WHAT THE TASK REQUIRES ->
Copy the records exactly as they appear, from the first line through the line that contains "152, 224, 896, 1344", including both of those lines.

GIVEN DATA ->
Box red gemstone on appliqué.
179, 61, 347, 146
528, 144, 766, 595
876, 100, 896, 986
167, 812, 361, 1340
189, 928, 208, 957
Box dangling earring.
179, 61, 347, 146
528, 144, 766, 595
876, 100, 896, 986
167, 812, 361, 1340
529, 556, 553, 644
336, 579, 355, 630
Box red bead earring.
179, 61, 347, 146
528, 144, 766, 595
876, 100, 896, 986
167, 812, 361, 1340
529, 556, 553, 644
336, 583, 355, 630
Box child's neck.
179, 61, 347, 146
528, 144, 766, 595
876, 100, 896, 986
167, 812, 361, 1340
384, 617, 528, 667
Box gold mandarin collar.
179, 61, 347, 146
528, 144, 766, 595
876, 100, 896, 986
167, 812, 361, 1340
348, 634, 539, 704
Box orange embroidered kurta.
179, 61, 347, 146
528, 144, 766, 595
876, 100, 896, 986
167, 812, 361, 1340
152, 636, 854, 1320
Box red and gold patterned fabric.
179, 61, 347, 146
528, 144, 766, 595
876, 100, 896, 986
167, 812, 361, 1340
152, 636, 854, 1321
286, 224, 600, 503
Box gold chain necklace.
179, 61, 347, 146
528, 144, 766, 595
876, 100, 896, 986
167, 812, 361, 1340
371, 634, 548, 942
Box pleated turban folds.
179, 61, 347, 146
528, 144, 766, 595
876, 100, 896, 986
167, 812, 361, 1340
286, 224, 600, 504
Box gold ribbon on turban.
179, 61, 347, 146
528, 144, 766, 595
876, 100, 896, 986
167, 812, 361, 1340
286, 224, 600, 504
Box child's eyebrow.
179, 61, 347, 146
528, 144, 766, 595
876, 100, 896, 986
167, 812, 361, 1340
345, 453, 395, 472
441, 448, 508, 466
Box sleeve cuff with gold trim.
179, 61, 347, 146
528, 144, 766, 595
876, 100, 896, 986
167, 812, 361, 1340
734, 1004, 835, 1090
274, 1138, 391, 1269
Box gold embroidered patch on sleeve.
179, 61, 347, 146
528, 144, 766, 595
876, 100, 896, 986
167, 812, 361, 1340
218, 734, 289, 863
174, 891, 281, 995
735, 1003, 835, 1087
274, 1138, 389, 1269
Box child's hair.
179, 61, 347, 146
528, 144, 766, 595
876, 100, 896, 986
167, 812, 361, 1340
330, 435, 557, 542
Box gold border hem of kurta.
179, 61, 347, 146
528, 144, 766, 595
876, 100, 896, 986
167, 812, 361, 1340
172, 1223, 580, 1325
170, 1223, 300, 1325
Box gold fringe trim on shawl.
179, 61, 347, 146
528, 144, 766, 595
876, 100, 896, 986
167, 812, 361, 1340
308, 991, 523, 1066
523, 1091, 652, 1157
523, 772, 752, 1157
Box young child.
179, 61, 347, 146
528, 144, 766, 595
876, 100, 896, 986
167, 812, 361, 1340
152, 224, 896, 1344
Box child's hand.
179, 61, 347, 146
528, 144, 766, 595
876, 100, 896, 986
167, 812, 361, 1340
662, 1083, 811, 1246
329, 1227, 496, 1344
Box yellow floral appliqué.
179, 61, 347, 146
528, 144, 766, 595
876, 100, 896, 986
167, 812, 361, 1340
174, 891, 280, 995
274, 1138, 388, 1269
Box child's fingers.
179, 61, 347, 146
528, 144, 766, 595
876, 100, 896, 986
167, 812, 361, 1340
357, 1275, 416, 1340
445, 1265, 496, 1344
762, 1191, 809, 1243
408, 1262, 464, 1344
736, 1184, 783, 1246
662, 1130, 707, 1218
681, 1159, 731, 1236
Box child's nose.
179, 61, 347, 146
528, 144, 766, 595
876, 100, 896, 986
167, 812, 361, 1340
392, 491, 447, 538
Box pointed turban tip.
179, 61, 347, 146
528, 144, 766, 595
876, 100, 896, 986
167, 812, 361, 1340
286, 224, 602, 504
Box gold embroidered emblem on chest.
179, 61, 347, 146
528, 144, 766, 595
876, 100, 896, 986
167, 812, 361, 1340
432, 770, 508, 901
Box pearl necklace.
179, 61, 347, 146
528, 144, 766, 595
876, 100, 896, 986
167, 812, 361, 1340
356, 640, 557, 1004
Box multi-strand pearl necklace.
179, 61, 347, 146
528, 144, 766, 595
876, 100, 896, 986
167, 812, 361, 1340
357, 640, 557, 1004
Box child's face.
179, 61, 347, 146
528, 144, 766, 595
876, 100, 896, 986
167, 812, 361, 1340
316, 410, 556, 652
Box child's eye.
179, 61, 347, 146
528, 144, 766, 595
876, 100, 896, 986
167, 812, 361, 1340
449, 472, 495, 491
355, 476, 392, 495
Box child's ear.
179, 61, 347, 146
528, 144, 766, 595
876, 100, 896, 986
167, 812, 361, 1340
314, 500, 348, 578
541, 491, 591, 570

COMPLETE RESPONSE ->
Box red gemstone on appliqué.
179, 61, 347, 146
528, 144, 766, 595
876, 100, 896, 986
167, 812, 361, 1340
189, 928, 208, 957
Box dangling earring.
179, 61, 347, 146
528, 144, 766, 595
876, 100, 896, 986
167, 812, 361, 1340
529, 556, 553, 644
336, 579, 355, 630
Box red bead earring.
179, 61, 347, 146
528, 144, 766, 595
876, 100, 896, 986
167, 812, 361, 1340
529, 556, 553, 644
336, 583, 355, 630
Box child's neck.
179, 61, 347, 146
528, 144, 766, 595
876, 100, 896, 986
167, 812, 361, 1340
384, 617, 528, 667
Box gold mandarin collar.
179, 61, 347, 146
528, 144, 766, 595
876, 100, 896, 986
167, 812, 361, 1340
348, 634, 539, 704
Box orange embroidered kurta.
179, 61, 347, 146
528, 144, 766, 595
876, 100, 896, 986
167, 812, 361, 1340
152, 636, 854, 1320
Box red and gold patterned fabric.
179, 61, 347, 146
528, 144, 766, 595
876, 100, 896, 986
167, 812, 361, 1340
152, 636, 854, 1321
286, 224, 600, 503
Box gold chain necklace.
179, 61, 347, 146
528, 144, 766, 595
876, 100, 896, 986
167, 812, 361, 1340
371, 634, 548, 942
Box pleated turban folds.
179, 61, 347, 146
528, 144, 766, 595
876, 100, 896, 986
167, 812, 361, 1340
286, 224, 600, 504
Box gold ribbon on turban.
179, 61, 347, 146
528, 144, 766, 595
876, 100, 896, 986
167, 812, 361, 1340
286, 224, 600, 504
Box child's eyebrow.
179, 61, 347, 146
528, 144, 766, 595
876, 100, 896, 986
167, 812, 361, 1340
345, 453, 395, 472
441, 448, 508, 466
Box sleeve cuff with gold trim.
179, 61, 347, 146
528, 144, 766, 595
876, 100, 896, 986
167, 812, 361, 1340
734, 1004, 835, 1090
274, 1138, 391, 1269
Box gold embroidered patch on sleeve.
179, 61, 347, 146
528, 144, 766, 595
876, 100, 896, 986
167, 812, 361, 1340
218, 734, 289, 863
174, 891, 281, 995
735, 1003, 835, 1087
274, 1138, 389, 1269
Box child's hair.
179, 61, 347, 146
528, 144, 766, 595
876, 100, 896, 986
167, 812, 361, 1340
330, 435, 557, 542
Box gold border hem of kurta.
179, 61, 347, 146
528, 144, 766, 595
876, 100, 896, 986
167, 812, 361, 1340
172, 1223, 580, 1325
170, 1223, 300, 1325
Box gold fringe trim on shawl.
179, 61, 347, 146
528, 144, 766, 595
876, 100, 896, 986
167, 812, 361, 1340
308, 991, 523, 1066
523, 1091, 652, 1157
523, 772, 752, 1157
Box young child.
179, 61, 347, 146
528, 144, 766, 595
876, 100, 896, 986
167, 812, 361, 1340
152, 224, 896, 1344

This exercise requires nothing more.